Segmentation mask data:
---+---
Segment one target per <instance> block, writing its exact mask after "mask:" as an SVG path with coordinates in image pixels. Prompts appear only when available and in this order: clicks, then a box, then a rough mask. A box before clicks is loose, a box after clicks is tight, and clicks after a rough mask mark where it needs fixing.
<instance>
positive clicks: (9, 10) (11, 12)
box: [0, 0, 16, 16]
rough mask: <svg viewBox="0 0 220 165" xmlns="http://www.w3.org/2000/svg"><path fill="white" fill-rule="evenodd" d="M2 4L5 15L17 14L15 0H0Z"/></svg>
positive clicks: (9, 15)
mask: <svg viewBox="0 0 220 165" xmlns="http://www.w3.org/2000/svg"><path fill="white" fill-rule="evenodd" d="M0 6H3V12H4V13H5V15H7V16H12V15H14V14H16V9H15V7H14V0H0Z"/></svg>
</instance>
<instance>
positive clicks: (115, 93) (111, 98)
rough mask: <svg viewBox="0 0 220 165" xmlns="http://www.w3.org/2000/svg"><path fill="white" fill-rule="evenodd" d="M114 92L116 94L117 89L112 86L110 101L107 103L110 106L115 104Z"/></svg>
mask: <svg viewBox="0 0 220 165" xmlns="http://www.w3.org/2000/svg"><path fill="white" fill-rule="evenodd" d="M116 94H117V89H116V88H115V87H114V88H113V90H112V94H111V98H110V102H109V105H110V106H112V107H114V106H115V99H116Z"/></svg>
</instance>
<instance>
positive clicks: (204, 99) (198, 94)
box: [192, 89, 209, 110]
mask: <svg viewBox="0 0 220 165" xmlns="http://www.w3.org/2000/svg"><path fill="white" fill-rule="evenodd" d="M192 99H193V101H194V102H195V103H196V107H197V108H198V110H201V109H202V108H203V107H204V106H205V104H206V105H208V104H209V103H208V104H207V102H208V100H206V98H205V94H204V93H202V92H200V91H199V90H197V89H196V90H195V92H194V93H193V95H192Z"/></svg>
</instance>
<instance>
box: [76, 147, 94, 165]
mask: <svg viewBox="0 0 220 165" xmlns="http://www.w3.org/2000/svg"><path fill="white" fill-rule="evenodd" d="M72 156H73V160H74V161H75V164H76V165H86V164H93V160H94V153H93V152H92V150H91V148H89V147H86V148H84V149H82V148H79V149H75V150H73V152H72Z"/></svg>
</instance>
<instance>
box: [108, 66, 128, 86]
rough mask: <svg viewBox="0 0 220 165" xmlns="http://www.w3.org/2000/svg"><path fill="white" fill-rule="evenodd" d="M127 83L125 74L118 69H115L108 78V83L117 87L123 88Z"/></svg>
---+---
Task objective => Which lines of the entries above contain the word "positive", matching its case exactly? Copy out each of those lines in full.

Worked solution =>
positive clicks: (9, 10) (11, 12)
positive clicks: (9, 15)
positive clicks: (115, 93) (111, 98)
positive clicks: (204, 99) (198, 94)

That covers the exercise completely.